____ Data provided

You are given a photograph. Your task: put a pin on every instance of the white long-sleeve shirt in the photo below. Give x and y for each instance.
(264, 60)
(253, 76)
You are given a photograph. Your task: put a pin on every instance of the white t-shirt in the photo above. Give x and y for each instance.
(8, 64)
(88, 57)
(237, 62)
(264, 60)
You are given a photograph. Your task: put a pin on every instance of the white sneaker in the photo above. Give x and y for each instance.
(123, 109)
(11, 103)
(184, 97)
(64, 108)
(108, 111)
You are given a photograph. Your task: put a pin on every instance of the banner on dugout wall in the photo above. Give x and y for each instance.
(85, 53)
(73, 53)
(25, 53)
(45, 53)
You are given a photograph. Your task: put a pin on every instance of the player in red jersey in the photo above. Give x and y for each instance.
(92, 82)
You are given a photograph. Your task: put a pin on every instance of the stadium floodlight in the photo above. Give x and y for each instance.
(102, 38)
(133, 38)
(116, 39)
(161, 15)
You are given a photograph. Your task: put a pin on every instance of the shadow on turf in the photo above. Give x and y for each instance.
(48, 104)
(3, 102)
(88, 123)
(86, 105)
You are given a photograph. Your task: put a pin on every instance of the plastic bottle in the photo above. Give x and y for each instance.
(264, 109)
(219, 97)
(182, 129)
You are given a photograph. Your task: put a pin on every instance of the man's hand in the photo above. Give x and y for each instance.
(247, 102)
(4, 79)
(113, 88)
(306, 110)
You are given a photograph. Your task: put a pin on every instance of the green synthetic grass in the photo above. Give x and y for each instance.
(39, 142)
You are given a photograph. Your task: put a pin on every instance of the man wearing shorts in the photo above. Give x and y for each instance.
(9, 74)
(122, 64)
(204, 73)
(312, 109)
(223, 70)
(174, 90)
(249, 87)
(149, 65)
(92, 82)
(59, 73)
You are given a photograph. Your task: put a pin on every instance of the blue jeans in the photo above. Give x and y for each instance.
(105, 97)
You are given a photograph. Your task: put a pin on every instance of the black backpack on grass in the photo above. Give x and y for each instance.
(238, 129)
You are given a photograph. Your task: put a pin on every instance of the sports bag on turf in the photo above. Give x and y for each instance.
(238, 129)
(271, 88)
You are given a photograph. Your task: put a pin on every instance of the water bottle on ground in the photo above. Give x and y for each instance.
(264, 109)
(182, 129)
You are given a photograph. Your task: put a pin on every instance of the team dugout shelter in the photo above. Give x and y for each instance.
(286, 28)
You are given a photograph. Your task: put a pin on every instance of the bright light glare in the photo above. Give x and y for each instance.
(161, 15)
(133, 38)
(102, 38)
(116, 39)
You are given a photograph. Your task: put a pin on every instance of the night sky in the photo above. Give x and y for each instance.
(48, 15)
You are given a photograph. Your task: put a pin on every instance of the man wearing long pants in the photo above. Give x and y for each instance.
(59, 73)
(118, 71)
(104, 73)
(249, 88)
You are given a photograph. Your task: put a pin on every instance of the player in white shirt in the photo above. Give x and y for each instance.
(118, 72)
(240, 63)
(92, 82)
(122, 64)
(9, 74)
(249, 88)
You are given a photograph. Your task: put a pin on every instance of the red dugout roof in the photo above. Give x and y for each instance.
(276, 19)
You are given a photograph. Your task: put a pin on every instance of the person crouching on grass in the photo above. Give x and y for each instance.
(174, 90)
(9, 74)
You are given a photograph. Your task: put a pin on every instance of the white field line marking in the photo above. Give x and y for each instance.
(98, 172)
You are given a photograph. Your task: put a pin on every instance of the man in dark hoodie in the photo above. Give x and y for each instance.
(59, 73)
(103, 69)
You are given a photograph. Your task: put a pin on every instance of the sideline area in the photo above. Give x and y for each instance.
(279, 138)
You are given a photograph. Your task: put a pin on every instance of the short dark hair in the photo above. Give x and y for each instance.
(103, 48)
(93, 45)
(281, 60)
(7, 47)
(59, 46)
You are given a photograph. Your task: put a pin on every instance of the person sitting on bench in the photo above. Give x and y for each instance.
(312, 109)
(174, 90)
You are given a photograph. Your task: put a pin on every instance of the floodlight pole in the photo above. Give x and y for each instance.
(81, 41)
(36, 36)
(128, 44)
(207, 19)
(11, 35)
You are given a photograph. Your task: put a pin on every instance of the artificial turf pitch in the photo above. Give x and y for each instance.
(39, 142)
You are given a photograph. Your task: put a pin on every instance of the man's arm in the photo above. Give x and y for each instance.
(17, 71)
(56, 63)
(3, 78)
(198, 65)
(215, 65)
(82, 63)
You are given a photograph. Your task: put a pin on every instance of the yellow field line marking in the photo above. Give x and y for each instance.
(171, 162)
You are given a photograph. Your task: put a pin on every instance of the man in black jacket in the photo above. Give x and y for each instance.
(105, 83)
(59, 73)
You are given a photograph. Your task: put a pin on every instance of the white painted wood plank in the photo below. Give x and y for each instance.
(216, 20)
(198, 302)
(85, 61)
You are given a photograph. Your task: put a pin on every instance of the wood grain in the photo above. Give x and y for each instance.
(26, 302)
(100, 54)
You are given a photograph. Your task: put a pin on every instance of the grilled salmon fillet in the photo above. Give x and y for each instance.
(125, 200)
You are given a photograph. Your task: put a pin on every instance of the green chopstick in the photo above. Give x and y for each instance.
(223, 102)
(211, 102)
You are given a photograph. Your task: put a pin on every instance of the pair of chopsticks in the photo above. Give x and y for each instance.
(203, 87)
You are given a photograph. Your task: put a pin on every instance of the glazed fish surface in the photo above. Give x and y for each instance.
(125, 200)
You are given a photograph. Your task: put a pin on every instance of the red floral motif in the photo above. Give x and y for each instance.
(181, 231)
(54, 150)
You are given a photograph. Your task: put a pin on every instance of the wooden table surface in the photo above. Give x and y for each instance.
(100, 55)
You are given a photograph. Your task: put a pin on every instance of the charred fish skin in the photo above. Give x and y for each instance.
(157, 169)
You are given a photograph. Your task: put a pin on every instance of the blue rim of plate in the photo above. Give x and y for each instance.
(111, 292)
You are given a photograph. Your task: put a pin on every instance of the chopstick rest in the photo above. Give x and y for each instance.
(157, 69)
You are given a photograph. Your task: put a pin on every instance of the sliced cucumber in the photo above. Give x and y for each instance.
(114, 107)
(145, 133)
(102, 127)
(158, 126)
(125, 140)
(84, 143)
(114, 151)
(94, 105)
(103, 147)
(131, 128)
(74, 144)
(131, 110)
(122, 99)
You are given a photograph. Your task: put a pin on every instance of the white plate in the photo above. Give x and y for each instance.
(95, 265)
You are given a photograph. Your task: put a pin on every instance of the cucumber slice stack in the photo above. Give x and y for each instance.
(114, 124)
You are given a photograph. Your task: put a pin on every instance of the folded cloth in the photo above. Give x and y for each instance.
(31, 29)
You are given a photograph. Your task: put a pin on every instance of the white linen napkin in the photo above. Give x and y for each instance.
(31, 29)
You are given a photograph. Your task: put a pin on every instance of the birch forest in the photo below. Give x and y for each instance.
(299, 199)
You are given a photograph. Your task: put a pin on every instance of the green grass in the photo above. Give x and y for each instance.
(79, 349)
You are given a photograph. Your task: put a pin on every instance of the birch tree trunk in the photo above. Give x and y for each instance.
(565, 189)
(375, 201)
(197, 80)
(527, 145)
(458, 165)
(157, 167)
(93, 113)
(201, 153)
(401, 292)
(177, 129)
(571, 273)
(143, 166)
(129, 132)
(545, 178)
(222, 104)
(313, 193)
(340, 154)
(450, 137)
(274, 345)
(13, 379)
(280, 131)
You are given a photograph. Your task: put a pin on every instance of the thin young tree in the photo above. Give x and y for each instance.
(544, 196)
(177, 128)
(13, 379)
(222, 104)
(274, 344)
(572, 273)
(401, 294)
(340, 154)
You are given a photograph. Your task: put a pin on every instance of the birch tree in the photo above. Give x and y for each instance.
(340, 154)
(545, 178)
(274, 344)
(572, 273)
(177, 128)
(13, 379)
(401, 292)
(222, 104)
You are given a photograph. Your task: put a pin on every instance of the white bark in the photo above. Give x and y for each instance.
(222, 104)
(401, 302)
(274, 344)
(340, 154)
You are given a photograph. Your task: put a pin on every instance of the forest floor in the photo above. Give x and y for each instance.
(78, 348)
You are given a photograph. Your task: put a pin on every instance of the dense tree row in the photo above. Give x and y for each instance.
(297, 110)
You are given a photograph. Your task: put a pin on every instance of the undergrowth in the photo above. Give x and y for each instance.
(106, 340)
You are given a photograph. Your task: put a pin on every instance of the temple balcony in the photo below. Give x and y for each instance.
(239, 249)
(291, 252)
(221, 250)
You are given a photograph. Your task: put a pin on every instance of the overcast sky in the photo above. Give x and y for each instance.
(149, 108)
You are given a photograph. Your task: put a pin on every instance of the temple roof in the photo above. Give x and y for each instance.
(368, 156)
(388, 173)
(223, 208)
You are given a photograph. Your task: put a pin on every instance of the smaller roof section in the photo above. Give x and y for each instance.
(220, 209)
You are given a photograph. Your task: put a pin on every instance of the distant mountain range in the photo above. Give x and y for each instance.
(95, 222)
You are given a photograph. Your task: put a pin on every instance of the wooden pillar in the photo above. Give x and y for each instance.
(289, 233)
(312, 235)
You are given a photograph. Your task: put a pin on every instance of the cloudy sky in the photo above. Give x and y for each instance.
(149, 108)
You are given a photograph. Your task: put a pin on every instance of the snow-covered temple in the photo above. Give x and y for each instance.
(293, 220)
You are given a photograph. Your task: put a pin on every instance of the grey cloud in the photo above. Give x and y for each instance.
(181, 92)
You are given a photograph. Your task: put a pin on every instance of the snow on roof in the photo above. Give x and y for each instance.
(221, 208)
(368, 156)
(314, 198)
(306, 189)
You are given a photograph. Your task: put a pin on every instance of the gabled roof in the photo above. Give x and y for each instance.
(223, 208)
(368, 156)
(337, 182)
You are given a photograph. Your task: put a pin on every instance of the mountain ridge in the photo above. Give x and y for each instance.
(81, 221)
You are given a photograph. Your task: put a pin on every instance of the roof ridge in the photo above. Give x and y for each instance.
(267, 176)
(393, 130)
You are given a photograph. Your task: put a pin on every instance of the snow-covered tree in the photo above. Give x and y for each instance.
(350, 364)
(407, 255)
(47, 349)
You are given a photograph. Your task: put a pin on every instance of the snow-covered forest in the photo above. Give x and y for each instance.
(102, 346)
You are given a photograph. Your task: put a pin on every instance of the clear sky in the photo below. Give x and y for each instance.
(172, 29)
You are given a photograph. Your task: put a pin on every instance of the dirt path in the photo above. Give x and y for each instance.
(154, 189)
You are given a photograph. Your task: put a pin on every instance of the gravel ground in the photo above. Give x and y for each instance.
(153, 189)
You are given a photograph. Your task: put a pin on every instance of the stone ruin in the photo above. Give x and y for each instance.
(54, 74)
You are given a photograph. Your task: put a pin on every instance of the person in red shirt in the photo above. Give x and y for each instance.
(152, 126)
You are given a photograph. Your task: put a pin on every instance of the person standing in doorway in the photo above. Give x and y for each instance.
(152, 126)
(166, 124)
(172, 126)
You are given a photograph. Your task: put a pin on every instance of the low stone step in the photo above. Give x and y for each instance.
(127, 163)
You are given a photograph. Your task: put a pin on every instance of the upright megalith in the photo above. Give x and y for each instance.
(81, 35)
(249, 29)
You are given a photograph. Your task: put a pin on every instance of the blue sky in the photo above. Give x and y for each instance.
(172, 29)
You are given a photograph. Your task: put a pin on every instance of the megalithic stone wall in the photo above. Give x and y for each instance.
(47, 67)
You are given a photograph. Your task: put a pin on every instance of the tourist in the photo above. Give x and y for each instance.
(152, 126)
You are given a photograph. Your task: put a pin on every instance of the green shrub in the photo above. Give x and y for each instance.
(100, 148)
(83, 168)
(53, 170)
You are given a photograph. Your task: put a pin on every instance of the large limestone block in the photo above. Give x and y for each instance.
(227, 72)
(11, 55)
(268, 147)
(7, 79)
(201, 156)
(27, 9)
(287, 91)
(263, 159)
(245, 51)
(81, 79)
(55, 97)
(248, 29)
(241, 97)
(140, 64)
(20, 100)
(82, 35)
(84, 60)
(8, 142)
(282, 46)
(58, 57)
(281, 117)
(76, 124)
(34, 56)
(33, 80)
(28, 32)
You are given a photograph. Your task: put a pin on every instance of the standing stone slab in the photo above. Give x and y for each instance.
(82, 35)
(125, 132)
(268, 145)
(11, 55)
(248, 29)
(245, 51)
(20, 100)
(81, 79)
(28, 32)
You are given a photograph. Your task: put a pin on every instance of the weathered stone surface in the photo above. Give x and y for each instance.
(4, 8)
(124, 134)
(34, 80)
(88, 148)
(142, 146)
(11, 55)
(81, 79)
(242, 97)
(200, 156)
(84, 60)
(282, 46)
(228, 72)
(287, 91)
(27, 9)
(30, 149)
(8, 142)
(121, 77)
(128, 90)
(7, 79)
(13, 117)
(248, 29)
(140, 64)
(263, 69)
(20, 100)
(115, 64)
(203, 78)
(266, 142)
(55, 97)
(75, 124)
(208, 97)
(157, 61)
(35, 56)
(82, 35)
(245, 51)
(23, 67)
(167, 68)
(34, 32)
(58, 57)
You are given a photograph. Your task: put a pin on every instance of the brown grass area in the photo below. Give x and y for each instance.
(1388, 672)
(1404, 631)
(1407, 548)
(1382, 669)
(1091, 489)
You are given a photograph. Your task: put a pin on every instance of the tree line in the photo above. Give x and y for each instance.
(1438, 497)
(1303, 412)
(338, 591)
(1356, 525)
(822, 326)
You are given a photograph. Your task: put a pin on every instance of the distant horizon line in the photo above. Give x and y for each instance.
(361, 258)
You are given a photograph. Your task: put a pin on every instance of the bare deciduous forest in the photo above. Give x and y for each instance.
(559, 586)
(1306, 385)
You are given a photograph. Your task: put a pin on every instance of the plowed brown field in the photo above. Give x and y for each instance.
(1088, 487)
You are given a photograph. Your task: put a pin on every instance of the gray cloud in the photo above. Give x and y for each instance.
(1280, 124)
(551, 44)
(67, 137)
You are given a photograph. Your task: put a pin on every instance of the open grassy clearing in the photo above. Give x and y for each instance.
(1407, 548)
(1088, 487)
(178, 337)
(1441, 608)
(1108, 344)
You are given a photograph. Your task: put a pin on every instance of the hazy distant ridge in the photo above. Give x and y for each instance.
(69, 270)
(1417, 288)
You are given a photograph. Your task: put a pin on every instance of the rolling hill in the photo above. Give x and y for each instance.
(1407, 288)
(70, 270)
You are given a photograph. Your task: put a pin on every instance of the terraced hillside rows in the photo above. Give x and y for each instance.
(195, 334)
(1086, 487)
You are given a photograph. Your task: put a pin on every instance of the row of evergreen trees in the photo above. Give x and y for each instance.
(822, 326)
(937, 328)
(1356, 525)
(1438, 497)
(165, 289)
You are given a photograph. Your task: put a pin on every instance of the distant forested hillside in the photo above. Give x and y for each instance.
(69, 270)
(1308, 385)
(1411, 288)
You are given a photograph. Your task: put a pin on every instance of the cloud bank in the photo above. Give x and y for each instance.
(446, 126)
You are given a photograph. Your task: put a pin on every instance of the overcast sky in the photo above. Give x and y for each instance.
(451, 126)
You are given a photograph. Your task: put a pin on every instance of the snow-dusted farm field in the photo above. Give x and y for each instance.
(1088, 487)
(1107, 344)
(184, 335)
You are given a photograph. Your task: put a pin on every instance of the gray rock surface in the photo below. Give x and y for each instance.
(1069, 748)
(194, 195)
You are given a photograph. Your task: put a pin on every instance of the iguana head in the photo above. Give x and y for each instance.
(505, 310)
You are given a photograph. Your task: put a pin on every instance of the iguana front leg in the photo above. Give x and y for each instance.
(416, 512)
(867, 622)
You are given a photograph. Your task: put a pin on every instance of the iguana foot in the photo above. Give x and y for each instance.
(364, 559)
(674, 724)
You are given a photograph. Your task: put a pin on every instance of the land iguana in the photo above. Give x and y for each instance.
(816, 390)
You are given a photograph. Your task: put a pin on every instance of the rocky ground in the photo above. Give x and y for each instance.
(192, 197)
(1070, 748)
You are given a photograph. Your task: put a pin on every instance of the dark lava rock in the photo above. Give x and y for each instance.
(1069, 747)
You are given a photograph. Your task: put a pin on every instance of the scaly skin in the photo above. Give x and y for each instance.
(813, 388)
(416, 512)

________

• **Problem to work on**: Update the lines of the material between the line holding "the gray cloud" and the line holding "(1108, 344)", inclusive, so that "put a pin on" becomes "place a marker on" and everything else stays the same. Give only those lines.

• **Correct result**:
You are given a photograph. Your task: place a marker on every instance of the gray cloud in the photo above. Give x and y for each instance.
(1280, 124)
(551, 44)
(67, 137)
You are given a photograph. Your task: place a marker on every instance of the open grassy clearing in the photo above. Give x and y for each instance.
(1407, 548)
(1088, 487)
(178, 337)
(1441, 608)
(1108, 344)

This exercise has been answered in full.